- [Texto fornecido]:
Desde a Antiguidade vemos o interesse pelos sonhos, na Sociedade Egípcia, na Grécia Antiga, de Platão, a Aristóteles até Artemidoro que colocou um carácter interpretativo e relacional nos sonhos, remetendo para uma concepção algo inovadora, apesar de os relacionar muito com o mítico e o profano. Mas é com o pai da Psicanálise que os sonhos ganham uma relavância extrema.

Freud, em seu livro, A Interpretação dos Sonhos esquematiza os sonhos por temas, relaciona-os com a vigília e o conteúdo do sonho, e atribui-lhes a possibilidade dum método científico. A teoria dos sonhos, como Freud a postulou foi sofrendo alterações, quer pelo próprio, quer por diversos autores, mas o seu contributo foi tão valiosos que é sempre tomado como ponto de partida. Todo o sonho tem o seu conteúdo, manifesto e latente (aquilo que é relatado, e o seu significado oculto) os mecanismos de trabalho do sonho (deslocamento, condensação...) e mecanismos de defesa.

- [Linhas de dados]:

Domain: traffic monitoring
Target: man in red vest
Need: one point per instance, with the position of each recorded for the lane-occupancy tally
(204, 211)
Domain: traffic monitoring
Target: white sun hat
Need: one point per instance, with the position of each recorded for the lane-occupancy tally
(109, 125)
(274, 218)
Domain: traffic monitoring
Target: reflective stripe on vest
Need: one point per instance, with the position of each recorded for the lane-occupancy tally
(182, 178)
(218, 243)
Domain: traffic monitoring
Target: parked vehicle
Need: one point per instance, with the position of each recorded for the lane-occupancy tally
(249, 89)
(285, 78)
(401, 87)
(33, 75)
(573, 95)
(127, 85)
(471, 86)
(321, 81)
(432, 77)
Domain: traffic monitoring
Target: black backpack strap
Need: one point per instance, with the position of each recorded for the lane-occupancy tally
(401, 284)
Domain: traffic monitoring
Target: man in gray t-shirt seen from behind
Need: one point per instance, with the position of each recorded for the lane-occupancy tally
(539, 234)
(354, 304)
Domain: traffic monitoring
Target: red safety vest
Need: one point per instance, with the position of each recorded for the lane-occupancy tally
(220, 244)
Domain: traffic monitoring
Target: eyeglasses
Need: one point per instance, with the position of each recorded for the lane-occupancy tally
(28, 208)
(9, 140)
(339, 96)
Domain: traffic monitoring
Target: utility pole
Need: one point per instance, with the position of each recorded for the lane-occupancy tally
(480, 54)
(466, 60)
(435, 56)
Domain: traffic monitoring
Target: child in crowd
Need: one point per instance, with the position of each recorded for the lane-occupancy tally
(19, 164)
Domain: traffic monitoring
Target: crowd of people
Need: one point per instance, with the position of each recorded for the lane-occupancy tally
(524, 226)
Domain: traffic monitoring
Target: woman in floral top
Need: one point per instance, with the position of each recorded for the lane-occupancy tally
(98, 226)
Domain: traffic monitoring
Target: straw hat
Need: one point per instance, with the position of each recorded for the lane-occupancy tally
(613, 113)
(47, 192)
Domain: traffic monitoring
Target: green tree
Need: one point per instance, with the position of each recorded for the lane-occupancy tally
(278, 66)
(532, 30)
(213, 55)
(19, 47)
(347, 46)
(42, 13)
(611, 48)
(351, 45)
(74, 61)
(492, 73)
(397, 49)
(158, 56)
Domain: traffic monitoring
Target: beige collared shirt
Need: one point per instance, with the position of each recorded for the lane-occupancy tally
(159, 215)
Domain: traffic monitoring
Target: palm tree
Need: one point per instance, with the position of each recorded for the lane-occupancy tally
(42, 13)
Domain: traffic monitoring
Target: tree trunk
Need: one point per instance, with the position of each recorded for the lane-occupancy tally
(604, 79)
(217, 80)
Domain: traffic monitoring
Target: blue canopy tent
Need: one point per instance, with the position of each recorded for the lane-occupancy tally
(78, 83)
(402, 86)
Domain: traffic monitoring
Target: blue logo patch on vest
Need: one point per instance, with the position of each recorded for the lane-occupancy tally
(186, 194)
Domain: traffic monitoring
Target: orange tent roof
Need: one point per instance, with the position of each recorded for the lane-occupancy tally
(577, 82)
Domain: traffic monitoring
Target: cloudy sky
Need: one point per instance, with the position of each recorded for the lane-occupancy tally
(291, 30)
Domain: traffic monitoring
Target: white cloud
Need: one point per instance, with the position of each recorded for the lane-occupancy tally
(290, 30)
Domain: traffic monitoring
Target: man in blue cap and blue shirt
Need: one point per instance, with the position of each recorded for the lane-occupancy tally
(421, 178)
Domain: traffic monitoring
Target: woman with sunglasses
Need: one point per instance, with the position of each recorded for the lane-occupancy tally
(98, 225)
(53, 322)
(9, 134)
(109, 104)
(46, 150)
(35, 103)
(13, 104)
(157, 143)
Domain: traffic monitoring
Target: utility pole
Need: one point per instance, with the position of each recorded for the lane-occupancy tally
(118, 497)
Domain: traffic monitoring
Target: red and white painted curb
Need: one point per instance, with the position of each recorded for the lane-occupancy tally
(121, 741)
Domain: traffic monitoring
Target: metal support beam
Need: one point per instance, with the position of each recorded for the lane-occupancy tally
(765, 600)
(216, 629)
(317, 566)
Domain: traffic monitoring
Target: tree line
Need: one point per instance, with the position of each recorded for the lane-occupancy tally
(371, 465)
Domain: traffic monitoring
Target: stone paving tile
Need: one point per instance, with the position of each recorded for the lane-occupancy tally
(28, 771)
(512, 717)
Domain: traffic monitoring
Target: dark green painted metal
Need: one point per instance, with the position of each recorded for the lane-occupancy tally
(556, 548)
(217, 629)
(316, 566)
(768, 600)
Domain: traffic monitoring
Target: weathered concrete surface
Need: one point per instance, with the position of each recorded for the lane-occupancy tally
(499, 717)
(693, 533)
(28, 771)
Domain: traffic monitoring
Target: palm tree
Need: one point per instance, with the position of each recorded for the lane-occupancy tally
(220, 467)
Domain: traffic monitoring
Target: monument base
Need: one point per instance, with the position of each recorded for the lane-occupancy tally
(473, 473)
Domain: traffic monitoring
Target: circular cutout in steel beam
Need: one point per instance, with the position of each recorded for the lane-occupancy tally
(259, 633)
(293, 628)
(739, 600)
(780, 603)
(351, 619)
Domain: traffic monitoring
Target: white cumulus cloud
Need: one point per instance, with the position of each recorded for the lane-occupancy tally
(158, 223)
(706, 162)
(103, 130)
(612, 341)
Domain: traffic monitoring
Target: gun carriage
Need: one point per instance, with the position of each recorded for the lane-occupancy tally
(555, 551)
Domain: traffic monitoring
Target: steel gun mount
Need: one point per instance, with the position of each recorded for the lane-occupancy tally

- [Tarefas propostas]:
[1] Diga, para cada afirmação seguinte, se está de acordo com o texto sobre os sonhos, respondendo sim ou não e citando as palavras do texto que o decidem. (a) Artemidoro deu aos sonhos um carácter interpretativo e relacional. (b) A teoria dos sonhos de Freud manteve-se sem alterações. (c) A condensação figura entre os mecanismos de trabalho do sonho.
[2] Reescreva em forma de lista o parágrafo do texto sobre os sonhos que começa por "Freud, em seu livro", mantendo os factos principais.
[3] Prossiga o texto sobre os sonhos a partir da última frase apresentada.
As linhas de dados constituem material independente do texto sobre os sonhos.

- [Respostas]:
[1]
(a) Sim: "Artemidoro que colocou um carácter interpretativo e relacional nos sonhos".
(b) Não: "foi sofrendo alterações, quer pelo próprio, quer por diversos autores".
(c) Sim: "os mecanismos de trabalho do sonho (deslocamento, condensação...)".

[2]
- Em A Interpretação dos Sonhos, Freud organiza os sonhos por temas. Relaciona-os com a vigília e com o conteúdo do sonho e atribui-lhes a possibilidade de um método científico.
- A teoria foi sendo alterada pelo próprio Freud e por diversos autores. Ainda assim, o seu contributo é sempre tomado como ponto de partida.
- Todo o sonho tem conteúdo manifesto (o que é relatado) e latente (o significado oculto).
- Todo o sonho tem mecanismos de trabalho do sonho, como o deslocamento e a condensação.
- Todo o sonho tem mecanismos de defesa.

[3]
Os sonhos relacionam-se com a vida do sonhador enredando situações com fortes cargas emocionais, e quando analisados, quando compreendidos, podem enriquecer muito a vida do sonhador, pois oferecem-nos a possibilidade de conhecer as problemáticas actuais de cada indivíduo.

Como nos diz Coimbra de Matos, o sonho assume capacidade diagnóstica e prognóstica, sendo que, por vezes, um sinal de melhoria aparece num sonho, em indivíduos em terapia.

De facto as caminhadas oníricas são sombrias, obscurecidas por diversos elementos, mas, quando rumo à luz, à claridade, põem em acção saberes, recalques de uma vida outrora esquecida, ou tentada a esquecer, aquecendo a nossa alma, fazendo-nos viver e reviver.

 

Os ciclos do sono

É frequente dizermos que há muito que não sonhamos, ou que durante uma altura sonhamos muito, mas que depois existe outra em que nada sonhamos. Mas será mesmo que sonhamos muito nuns dias e muito pouco nos outros?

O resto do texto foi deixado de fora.